Reproduce every item below word for word, with nothing changed.

▸ **DATA RECORDS**
============
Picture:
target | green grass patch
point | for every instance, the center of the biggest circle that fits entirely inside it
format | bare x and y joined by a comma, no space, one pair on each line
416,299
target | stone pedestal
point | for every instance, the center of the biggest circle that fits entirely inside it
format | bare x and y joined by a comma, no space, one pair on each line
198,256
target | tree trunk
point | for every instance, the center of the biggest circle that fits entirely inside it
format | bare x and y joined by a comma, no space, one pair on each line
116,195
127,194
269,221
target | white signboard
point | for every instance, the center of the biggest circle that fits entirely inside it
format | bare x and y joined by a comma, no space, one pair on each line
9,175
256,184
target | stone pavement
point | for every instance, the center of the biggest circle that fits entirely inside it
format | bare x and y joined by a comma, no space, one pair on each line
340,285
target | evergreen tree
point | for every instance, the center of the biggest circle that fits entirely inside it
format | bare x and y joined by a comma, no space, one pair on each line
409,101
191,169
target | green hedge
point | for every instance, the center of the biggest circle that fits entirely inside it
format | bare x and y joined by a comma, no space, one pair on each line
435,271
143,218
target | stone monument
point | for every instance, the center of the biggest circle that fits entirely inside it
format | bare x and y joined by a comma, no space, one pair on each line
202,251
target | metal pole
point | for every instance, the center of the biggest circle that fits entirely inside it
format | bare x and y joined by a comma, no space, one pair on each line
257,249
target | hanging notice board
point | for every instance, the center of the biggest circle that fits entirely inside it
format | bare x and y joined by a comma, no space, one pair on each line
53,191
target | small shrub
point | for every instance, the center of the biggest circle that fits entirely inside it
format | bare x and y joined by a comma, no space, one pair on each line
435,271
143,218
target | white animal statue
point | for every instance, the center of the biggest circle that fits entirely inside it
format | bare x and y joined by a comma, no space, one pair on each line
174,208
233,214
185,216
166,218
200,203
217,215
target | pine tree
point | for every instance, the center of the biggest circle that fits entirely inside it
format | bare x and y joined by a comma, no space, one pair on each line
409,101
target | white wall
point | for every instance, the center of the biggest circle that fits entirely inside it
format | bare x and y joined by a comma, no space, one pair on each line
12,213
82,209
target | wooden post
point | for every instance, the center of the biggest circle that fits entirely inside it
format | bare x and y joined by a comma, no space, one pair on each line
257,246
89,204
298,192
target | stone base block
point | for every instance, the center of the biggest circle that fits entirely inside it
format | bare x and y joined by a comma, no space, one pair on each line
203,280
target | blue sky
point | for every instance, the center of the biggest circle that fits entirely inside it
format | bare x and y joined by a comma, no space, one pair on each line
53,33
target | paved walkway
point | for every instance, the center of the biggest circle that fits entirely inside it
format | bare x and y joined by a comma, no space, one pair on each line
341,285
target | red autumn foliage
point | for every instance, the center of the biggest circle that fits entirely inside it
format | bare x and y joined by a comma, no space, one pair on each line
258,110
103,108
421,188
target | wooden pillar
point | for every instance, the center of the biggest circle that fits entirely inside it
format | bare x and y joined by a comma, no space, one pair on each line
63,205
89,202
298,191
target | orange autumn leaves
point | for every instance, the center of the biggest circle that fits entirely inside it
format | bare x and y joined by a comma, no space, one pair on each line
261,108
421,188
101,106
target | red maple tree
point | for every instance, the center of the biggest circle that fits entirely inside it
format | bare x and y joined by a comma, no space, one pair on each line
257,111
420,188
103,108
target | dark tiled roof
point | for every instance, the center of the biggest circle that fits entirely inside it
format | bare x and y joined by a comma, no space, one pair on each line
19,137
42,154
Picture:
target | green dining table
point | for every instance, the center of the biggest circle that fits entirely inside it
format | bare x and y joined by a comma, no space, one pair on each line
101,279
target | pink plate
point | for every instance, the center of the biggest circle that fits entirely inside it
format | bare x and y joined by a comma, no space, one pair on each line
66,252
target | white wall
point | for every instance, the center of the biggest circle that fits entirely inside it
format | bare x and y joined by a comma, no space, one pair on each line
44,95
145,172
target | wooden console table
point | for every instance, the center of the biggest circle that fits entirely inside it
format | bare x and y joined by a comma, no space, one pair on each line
============
▸ **SOLUTION**
Picture:
target | green grass patch
point | for every instance, the center of the biggest circle that fits entirely inside it
format | bare x and y joined by a comma, no space, one pair on each line
416,299
target | stone pedestal
point | for every instance, the center of the biggest circle that fits entirely inside it
format | bare x and y joined by a comma, no space, one pair on each line
198,256
target | tree trunk
point | for every instance, the center of the biggest circle that fits entirely inside it
format | bare x and y joined by a comma, no space, one pair on each line
116,195
127,194
269,221
target | white signboard
point | for every instance, the center of the biggest circle that fits entirely inside it
format | bare x and y joined by a comma, no space, one pair on each line
9,175
256,184
target | stone pavement
point | for every instance, the center of the biggest circle that fits entirely inside it
format | bare x and y joined by a comma, no space, one pair on each line
340,285
target | evergreen tree
point | for every instance, the center of the biggest circle that fits entirely inside it
format | bare x and y joined by a comma, no space, one pair on each line
409,101
191,169
target | green hedge
point | for every instance, the center of the biggest circle that fits entirely inside it
format | bare x and y joined by a comma, no space, one pair on each line
435,271
143,218
target | stone monument
point | for every instance, the center of the biggest circle that fits entirely inside it
format | bare x and y joined by a comma, no space, one pair on each line
202,251
target | metal pole
point | for every instance, the center of the biggest circle that fits entirely inside it
format | bare x and y joined by a comma, no space, one pair on each line
257,249
target | hanging notice board
point | for every instance, the center of the biggest circle that fits entirely inside it
format | bare x and y joined by a comma, no space, one pair on each line
53,191
target | small shrub
point | for every instance, the center of the biggest circle that fits entirely inside it
format | bare x and y joined by a comma, no space, one pair on each line
435,271
143,218
target | white animal statue
point | for every instance, the center of the biggest circle that fits entirely inside it
format | bare x and y joined by a comma, no space, one pair on each line
174,208
233,214
185,216
166,218
200,203
217,215
target | pine tree
point | for every instance, the center of the biggest circle that fits entirely inside it
format | bare x and y joined by a comma, no space, one pair on each line
409,101
target | white wall
point | for every instance, the center of the biggest circle that fits entirely inside it
format | bare x and y joined by a comma, no space, one pair on each line
12,213
82,209
target | wooden post
point | for every instance, the center of the biggest circle that fits entirely inside it
format | bare x and y joined by a comma, no space, one pair on each line
257,246
89,204
298,192
target | stone base block
point | for every instance, the center of the biggest circle that fits entirely inside it
format | bare x and y joined by a comma, no space, one pair on each line
203,280
target | blue sky
point | for every instance, the center of the biggest circle that fits entirely inside it
format | bare x and y joined by a comma, no space, one pair on each line
53,33
target | paved walkway
point | for every instance, the center of the biggest circle that fits entirely inside it
format | bare x and y joined by a comma, no space, one pair on each line
341,285
target | red autumn foliage
point | for every instance, the center of the biggest circle that fits entirely inside it
format | bare x and y joined by a comma, no space, one pair on each line
258,110
103,108
421,188
target | wooden pillar
point | for every instance, the center of the biggest circle that fits entirely inside it
format | bare x and y joined by a comma, no space, one pair on each line
63,205
89,202
298,191
target | orange autumn leaves
point | for every instance, the center of the biggest circle that fits entirely inside it
format | bare x and y joined by a comma, no space, one pair on each line
261,108
421,188
101,106
target | red maple tree
point | for every instance, the center of the biggest circle that fits entirely inside it
format | bare x and y joined by a comma, no space, one pair on each line
257,111
420,188
103,108
target | dark tiled roof
point | for every instance, the center of the biggest circle that fits entirely inside it
format | bare x and y joined by a comma, no space, one pair on each line
19,137
42,154
Picture:
target | green dining table
point | for every instance, the center of the biggest circle that fits entirely inside it
format | bare x and y joined by a comma, no space, one pair on each line
101,279
target | pink plate
point | for every instance, the center of the biggest circle that fits entirely inside it
format | bare x and y joined by a comma, no space, one pair on each line
66,252
target | white wall
point | for every instance, the center of the biggest circle that fits entirely inside it
format | bare x and y joined by a comma, no space, one pair on each line
44,95
145,172
target | wooden console table
point | for every instance, the center of the biggest circle that fits entirely inside it
format | bare x and y joined by a comma, no space, one pair on each line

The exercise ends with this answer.